### Task input
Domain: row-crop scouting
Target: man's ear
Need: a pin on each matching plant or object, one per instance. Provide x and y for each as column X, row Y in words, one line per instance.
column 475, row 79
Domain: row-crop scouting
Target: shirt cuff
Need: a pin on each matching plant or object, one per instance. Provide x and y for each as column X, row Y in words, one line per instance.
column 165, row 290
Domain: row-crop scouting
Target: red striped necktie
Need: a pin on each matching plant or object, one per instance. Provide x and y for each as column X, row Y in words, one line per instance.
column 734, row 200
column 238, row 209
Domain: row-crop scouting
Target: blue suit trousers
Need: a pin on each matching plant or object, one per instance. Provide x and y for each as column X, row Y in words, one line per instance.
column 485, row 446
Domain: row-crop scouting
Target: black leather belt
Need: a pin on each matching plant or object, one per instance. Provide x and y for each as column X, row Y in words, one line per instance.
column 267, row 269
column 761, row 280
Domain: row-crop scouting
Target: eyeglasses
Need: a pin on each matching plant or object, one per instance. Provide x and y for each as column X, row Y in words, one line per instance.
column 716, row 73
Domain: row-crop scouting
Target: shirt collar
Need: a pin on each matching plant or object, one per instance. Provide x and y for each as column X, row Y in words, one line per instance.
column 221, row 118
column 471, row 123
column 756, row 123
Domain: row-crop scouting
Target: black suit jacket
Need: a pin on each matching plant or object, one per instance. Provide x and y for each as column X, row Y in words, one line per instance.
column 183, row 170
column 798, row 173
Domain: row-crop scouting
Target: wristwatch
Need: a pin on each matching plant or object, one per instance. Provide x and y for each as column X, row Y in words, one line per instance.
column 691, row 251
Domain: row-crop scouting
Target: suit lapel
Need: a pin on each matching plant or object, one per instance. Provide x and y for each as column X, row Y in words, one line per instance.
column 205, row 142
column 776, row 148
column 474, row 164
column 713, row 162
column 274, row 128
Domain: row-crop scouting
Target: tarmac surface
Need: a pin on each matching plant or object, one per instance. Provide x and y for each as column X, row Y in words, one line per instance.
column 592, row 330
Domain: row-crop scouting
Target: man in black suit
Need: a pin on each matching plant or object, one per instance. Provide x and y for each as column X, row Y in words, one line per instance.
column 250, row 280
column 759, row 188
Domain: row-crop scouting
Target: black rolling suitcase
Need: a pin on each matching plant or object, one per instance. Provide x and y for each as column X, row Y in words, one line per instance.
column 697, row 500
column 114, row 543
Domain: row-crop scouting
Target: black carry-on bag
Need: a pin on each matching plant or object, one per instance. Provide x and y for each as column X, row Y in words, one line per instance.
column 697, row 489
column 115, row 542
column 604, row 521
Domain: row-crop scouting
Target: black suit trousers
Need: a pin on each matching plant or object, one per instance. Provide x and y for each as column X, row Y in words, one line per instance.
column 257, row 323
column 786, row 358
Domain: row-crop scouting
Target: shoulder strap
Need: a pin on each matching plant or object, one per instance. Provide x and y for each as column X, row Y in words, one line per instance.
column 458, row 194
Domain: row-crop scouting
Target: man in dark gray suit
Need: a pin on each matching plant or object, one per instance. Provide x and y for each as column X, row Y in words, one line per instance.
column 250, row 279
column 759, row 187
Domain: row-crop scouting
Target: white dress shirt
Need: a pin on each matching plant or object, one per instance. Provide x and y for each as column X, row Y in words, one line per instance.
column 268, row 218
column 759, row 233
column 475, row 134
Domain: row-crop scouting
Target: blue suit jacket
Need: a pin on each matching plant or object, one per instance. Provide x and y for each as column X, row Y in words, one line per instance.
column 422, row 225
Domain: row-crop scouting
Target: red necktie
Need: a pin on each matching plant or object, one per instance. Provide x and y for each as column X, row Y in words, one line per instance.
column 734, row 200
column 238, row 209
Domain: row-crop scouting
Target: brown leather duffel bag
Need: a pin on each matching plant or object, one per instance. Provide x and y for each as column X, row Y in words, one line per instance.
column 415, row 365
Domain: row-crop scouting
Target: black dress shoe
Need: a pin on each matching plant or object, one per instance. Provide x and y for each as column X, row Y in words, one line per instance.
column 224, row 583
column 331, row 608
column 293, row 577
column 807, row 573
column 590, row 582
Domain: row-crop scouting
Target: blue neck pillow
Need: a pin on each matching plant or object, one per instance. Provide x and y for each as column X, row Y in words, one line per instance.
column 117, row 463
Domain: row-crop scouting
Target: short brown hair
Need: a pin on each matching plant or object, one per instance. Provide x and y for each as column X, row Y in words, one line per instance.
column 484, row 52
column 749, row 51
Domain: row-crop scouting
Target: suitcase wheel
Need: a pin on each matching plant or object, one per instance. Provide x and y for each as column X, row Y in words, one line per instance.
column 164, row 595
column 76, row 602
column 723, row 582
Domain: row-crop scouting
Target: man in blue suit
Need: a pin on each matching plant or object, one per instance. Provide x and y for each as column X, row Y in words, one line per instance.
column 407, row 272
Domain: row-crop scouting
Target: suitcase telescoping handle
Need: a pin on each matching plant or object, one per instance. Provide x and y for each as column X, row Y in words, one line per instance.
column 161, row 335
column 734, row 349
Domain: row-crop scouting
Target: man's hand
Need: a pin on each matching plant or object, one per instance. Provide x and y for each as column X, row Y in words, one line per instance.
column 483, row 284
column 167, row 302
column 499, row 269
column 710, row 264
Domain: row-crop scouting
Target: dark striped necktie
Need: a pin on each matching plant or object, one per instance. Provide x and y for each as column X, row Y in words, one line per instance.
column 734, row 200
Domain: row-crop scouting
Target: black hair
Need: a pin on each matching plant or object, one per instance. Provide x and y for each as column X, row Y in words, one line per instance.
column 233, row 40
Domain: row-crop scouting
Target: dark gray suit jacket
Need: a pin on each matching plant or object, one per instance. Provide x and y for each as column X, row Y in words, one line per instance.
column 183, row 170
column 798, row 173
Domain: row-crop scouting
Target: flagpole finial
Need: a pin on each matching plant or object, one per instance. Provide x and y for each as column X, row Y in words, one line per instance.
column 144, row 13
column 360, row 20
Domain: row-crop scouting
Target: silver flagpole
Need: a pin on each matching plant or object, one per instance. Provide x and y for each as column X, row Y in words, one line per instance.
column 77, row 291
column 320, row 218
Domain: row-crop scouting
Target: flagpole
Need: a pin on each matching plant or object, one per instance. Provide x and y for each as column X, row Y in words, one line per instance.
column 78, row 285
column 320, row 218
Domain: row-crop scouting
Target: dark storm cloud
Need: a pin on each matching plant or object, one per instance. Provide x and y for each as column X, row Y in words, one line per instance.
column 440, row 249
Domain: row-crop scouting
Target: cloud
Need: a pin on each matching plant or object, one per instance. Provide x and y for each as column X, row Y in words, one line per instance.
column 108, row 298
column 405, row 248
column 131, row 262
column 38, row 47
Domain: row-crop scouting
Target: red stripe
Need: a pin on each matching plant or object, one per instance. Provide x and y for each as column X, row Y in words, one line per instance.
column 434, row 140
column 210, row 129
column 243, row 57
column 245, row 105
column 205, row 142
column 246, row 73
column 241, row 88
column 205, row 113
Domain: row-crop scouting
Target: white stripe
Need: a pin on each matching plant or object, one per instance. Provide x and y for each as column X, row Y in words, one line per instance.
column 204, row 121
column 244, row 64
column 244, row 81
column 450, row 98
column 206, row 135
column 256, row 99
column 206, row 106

### Exercise aim
Render the entries from the beginning through the line containing "column 761, row 280" as a two-column CSV with the headers entry_text and answer. Give one row per entry, with its text and its answer each in a single quoted field and line breaks replaced by spaces.

### Output of the task
entry_text,answer
"Domain: row-crop scouting Target: man's ear Need: a pin on each matching plant or object, one per instance. Provide x and y for each as column X, row Y in words, one line per instance.","column 475, row 79"
"Domain: row-crop scouting Target: shirt cuff Need: a pin on each matching plant or object, one per instance. Provide x and y for each as column X, row Y in words, one line per instance.","column 165, row 290"
"Domain: row-crop scouting Target: red striped necktie Need: a pin on each matching plant or object, one per instance. Provide x and y for each as column X, row Y in words, one line per instance.","column 734, row 200 column 238, row 209"
"Domain: row-crop scouting Target: blue suit trousers Need: a pin on each matching plant or object, one per instance. Provide x and y for each as column X, row Y in words, one line per instance.","column 485, row 446"
"Domain: row-crop scouting Target: black leather belt Need: a pin on each matching plant or object, one per instance. Provide x and y for each as column X, row Y in words, one line per instance.","column 267, row 269 column 761, row 280"